■ TEXT EXCERPT ■
--- BEGIN ---
Hello Donn, Python has a detailed discussion of this suggestion: * https://www.python.org/dev/peps/pep-0433/#close-file-descriptors-after-fork * https://www.python.org/dev/peps/pep-0446/#closing-all-open-file-descriptors It highlights some problems with this approach, most notably Windows problems, not solving the problem when you exec() without fork(), and looping up to MAXFD being slow (this is what the current Haskell `runInteractiveProcess` code (http://hackage.haskell.org/package/process-1.2.3.0/src/cbits/runProcess.c) seems to be doing; Python improved upon this by not looping up to MAXFD, but instead looking up the open FDs in /proc/<PID>/fd/, after people complained about this loop of close() syscalls being very slow when many FDs were open.
do that, you set up the conditions for breaking something that works in C, which I hate to see happen with Haskell.
While I understand your opinion here, I'm not sure that "breaking something that works in C" is the right description. O_CLOEXEC changes a default setting, but does not irrevocably disable any feature that is available in C. The difference is that you'd have to say which FDs you want to keep in the child - which to my knowledge is OK, since it is a much more common thing to work with *some* designated FDs in the child process than with all of them. To elaborate a bit, if you wanted to write a program where a child process would access the parent's Fds, you would in most cases already have those Fds in some Haskell variables you're working with. In that case, it is easy to `setFdOption fd CloseOnExec False` on those if CLOEXEC is the default, and everybody is happy. If CLOEXEC is not the default, then you'd get a problem with all those Fds on which do *not* have a grip in your program, and it's much harder to fix problems with these resources that are around invisible in the background than with those that you have in variables that you use. In other words, CLOEXEC is something that is easy to *undo* locally when you don't want it, but hard to *do* globally when you need it. Let me know what you think about this. Niklas On 22/07/15 04:47, Donn Cave wrote:
quoth Niklas Hambüchen, ...
--- END ---
■ WORK INSTRUCTIONS ■
**a.** List every web address that appears in the message about close-on-exec file descriptors.
**b.** Duplicate a passage of the message about close-on-exec file descriptors, beginning at the words "Hello Donn, Python" and stopping after the words "FDs were open.".

■ RECORD SET ■
--- BEGIN ---
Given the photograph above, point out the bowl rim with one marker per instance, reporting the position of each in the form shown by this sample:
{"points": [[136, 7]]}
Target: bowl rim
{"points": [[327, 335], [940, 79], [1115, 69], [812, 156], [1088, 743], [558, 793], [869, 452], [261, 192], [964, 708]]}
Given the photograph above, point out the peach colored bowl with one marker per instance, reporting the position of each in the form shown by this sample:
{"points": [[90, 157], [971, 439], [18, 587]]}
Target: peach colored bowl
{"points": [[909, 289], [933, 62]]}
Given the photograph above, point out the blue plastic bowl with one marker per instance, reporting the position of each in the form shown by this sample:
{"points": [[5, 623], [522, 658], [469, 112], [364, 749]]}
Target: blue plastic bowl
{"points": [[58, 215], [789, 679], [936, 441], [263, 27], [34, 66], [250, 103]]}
--- END ---
--- BEGIN ---
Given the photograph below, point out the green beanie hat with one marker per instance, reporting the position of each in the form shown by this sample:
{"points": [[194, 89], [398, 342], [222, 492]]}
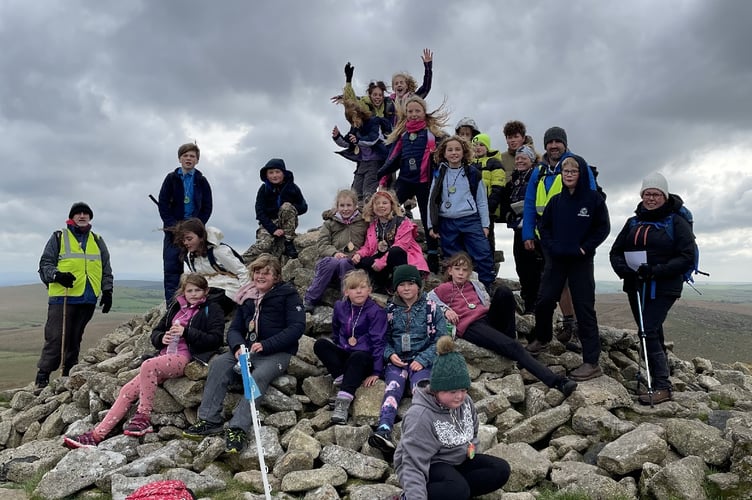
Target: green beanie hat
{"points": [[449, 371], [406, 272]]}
--- END ---
■ SOLUTIONS BY TASK ■
**a.**
https://www.python.org/dev/peps/pep-0433/#close-file-descriptors-after-fork
https://www.python.org/dev/peps/pep-0446/#closing-all-open-file-descriptors
http://hackage.haskell.org/package/process-1.2.3.0/src/cbits/runProcess.c

**b.**
Hello Donn, Python has a detailed discussion of this suggestion: * https://www.python.org/dev/peps/pep-0433/#close-file-descriptors-after-fork * https://www.python.org/dev/peps/pep-0446/#closing-all-open-file-descriptors It highlights some problems with this approach, most notably Windows problems, not solving the problem when you exec() without fork(), and looping up to MAXFD being slow (this is what the current Haskell `runInteractiveProcess` code (http://hackage.haskell.org/package/process-1.2.3.0/src/cbits/runProcess.c) seems to be doing; Python improved upon this by not looping up to MAXFD, but instead looking up the open FDs in /proc/<PID>/fd/, after people complained about this loop of close() syscalls being very slow when many FDs were open.